| Brief |
How many lines in the listing below contain the word "sailboat"? Count them and give only the number.

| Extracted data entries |
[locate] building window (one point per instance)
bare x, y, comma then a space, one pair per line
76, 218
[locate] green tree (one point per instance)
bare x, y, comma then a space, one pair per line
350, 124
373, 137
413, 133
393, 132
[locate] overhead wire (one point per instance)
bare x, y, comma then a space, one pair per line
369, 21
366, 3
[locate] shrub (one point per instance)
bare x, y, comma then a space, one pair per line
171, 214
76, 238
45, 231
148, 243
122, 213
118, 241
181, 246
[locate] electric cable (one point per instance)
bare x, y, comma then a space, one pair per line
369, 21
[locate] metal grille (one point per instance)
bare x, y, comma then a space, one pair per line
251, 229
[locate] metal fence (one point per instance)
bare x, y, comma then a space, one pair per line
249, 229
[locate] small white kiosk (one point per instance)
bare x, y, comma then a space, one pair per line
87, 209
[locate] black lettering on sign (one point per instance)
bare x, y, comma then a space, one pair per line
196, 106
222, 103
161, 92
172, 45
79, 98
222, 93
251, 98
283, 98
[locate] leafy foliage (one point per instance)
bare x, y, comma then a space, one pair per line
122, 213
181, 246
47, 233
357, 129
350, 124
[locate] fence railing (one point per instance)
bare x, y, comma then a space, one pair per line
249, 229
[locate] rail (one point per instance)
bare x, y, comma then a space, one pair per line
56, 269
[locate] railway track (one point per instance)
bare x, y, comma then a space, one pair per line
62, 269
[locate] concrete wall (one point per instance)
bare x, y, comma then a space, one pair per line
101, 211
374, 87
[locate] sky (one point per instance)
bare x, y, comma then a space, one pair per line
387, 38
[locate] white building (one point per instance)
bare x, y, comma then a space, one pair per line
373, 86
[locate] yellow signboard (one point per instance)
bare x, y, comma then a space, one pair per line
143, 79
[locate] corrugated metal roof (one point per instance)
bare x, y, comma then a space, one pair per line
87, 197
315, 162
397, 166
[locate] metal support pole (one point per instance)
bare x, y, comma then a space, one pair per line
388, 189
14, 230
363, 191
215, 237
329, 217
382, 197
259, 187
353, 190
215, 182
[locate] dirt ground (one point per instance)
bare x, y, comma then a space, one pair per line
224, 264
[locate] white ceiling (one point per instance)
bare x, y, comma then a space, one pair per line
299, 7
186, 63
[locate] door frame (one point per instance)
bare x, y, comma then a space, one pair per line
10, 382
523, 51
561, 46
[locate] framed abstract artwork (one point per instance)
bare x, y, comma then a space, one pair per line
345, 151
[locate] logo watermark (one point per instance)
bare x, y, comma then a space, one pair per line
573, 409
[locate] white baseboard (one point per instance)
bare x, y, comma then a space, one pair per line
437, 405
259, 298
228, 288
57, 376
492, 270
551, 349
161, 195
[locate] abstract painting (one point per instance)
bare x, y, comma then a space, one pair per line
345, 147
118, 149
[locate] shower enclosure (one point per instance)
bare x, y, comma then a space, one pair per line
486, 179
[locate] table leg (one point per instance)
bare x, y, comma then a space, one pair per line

---

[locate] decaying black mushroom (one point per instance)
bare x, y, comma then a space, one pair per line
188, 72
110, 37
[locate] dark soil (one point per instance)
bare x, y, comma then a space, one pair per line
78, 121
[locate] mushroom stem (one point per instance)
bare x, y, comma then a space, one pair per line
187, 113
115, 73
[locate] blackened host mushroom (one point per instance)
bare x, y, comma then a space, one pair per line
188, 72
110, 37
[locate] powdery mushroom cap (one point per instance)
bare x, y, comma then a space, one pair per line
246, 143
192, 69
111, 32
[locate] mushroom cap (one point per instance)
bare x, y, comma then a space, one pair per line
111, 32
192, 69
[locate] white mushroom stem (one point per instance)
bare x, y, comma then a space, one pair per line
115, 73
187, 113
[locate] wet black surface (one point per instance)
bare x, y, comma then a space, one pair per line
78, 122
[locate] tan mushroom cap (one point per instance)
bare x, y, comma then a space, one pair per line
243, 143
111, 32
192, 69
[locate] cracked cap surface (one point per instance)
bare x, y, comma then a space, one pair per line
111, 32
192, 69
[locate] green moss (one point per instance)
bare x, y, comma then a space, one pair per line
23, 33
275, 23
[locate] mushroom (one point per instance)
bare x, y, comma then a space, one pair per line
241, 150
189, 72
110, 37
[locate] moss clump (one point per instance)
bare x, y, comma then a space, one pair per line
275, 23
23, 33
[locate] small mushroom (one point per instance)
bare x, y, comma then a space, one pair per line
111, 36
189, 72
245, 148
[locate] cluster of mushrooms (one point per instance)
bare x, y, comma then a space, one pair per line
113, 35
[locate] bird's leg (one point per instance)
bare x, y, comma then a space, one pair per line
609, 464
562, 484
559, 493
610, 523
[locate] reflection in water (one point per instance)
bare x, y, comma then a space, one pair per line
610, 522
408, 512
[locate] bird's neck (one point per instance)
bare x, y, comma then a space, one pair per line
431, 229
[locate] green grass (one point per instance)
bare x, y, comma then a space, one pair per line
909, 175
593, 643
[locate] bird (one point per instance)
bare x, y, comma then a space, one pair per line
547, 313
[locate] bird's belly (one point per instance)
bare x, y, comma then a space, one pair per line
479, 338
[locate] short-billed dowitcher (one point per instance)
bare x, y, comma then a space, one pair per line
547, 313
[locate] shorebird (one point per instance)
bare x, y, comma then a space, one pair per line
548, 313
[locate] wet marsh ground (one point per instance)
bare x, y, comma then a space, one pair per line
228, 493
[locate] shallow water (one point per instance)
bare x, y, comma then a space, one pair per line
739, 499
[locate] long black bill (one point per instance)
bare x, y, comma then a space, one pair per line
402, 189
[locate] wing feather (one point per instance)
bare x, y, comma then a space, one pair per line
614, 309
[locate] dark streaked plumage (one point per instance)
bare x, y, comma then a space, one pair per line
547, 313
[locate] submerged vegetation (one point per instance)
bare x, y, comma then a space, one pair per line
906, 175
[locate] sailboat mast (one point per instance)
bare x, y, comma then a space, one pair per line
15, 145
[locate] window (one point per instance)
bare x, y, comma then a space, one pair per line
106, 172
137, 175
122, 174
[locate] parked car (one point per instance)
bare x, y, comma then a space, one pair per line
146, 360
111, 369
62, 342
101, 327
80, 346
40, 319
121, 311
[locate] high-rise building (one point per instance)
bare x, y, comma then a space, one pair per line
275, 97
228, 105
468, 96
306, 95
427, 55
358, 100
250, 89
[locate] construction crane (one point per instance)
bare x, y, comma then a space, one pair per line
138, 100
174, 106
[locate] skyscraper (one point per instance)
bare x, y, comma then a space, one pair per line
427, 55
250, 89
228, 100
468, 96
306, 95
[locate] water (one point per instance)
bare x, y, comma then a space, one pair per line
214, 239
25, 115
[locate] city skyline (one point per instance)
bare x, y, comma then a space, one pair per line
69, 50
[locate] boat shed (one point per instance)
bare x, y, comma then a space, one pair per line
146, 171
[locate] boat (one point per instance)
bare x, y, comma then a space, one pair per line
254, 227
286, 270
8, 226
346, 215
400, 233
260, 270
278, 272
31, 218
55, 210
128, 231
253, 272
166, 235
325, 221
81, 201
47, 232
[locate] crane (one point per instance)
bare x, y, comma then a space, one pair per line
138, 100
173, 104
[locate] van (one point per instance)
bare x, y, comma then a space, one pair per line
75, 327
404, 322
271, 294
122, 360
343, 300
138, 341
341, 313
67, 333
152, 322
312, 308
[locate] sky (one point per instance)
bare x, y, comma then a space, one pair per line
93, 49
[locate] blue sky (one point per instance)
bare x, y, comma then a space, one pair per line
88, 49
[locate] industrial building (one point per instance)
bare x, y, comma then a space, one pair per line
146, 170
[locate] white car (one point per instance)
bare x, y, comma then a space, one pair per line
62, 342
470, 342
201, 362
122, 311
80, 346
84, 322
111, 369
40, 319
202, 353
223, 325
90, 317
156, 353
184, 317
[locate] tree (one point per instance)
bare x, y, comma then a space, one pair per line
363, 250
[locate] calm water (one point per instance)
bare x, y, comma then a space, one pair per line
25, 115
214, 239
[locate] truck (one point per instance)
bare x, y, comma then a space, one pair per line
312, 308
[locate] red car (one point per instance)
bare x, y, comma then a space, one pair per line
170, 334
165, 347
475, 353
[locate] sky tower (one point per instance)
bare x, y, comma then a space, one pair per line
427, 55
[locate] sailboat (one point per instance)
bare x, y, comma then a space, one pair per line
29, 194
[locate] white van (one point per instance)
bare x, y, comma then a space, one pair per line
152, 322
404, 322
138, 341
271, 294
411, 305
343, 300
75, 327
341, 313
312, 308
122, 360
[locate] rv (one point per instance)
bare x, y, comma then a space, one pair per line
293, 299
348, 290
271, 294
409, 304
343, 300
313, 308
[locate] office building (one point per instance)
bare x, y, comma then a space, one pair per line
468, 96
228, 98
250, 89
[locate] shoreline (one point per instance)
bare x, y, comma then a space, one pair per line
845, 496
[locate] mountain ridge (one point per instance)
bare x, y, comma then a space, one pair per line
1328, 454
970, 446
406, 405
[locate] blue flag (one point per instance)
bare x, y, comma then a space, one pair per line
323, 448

| Response to the task |
2